*** Excerpted passage

John is preceded in death by his parents, his younger sister, Virginia May, and an infant son, Patrick. He is survived by his wife Sharon; siblings Edward “Mick,” James “Jim,” Robert “Bob” (Karen), Karen (Ray) Patnode, Colleen, and Tara; daughters Patricia, Pamela (Jon) Herring, Joan, and Jessica (Jackson Menner); grandchildren Kristen (Dez) Turgeon, Carolyn Herring, and Sarah Herring; and two great-grandchildren Rose and Jonathan Turgeon.

It is a truly impossible task to capture John’s spirit in words on a page. He was fiercely loving and kind to everyone around him, and as a result every person who encountered him loved him back instantly. He was always playful and encouraging, and knew exactly what wonderful things you were capable of achieving, even if you didn’t know yourself. He had a fantastic singing voice, and would play the guitar without a pick, until his fingers bled, as long as there were people singing along. He would tell wonderful, funny stories, and had a way of putting those around him at ease with his sense of humor. He was never afraid to bring dreams to life, and never let fear get in the way living the life that he wanted. He would routinely stop his car to let trails of quail cross the dirt road safely. He was always unabashedly proud of you, and he would not be shy to say it. He was, respectfully, the best person in the World.

Though a service to celebrate his life is postponed due to the ongoing COVID-19 pandemic, donations can be made in his name to Friends of Aphasia, a Tucson Non-Profit Organization that provided much support to him in his later years.

******
*** Data provided

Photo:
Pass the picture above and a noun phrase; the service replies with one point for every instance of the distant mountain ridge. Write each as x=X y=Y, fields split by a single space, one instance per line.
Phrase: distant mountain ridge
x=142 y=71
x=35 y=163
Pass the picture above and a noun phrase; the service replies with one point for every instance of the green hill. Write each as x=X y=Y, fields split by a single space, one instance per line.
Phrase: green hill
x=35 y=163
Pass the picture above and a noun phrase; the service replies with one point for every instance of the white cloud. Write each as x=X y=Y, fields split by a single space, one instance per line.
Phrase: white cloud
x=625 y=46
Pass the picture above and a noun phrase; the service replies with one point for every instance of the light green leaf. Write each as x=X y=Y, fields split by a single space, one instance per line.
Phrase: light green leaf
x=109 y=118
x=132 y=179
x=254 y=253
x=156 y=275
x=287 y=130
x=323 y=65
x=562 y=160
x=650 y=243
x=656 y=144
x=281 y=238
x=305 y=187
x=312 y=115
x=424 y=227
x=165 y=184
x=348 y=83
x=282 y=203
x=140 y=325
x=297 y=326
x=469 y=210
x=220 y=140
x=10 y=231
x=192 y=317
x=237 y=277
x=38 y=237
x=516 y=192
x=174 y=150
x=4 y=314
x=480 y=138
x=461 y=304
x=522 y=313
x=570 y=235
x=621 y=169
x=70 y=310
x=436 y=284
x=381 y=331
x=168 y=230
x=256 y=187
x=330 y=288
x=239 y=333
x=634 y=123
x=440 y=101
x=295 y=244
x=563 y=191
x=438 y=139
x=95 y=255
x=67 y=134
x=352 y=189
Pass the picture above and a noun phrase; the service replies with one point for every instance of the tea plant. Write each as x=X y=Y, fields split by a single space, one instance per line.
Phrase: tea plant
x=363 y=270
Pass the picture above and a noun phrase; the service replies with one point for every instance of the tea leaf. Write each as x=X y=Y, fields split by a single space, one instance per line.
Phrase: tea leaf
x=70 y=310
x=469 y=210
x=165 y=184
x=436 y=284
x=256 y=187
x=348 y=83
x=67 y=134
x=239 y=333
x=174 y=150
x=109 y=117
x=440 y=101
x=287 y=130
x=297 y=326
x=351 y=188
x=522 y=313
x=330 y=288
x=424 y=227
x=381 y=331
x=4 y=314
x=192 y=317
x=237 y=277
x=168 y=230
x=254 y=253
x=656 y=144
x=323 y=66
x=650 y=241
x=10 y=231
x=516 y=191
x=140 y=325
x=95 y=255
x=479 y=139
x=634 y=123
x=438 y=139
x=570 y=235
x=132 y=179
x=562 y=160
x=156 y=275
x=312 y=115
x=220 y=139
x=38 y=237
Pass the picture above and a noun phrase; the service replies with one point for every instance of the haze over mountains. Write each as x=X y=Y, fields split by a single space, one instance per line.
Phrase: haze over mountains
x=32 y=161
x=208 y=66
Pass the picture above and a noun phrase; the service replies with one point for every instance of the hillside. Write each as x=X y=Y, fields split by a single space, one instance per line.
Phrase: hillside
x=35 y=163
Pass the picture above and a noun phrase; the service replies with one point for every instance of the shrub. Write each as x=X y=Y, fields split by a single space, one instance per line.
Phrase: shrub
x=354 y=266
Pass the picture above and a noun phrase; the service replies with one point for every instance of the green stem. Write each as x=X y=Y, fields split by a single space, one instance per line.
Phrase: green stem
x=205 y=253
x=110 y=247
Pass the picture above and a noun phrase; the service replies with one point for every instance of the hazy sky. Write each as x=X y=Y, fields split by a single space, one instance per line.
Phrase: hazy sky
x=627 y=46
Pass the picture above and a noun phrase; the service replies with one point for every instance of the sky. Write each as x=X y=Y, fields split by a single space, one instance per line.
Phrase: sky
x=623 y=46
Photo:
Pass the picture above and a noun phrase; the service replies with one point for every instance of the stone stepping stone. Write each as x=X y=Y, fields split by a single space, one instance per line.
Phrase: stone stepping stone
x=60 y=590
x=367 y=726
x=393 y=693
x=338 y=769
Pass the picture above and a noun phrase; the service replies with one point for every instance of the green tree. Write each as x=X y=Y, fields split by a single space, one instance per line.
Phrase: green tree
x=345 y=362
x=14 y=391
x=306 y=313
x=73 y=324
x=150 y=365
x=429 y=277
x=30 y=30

******

Tasks:
a – Answer these questions about the obituary of John:
(i) What was the name of the infant son who preceded John in death?
(ii) What would John routinely stop his car to let cross the dirt road safely?
(iii) To which organization can donations be made in John's name?
b – Return the part of the obituary of John from "Though a service" up to and including "his later years.", copied word for word.

Solved problems:
a –
(i) Patrick
(ii) Trails of quail
(iii) Friends of Aphasia, a Tucson non-profit organization

b –
Though a service to celebrate his life is postponed due to the ongoing COVID-19 pandemic, donations can be made in his name to Friends of Aphasia, a Tucson Non-Profit Organization that provided much support to him in his later years.